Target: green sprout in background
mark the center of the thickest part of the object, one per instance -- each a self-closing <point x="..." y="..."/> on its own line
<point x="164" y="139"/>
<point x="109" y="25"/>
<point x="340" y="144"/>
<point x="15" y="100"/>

## SHORT EXERCISE
Reproduce each of the entries above verbatim, line for line.

## EXPECTED ANSWER
Target: green sprout in background
mark the center of the thickest part of the object, one per instance -- each a self-closing <point x="..." y="..."/> on its own line
<point x="164" y="139"/>
<point x="109" y="25"/>
<point x="340" y="144"/>
<point x="15" y="100"/>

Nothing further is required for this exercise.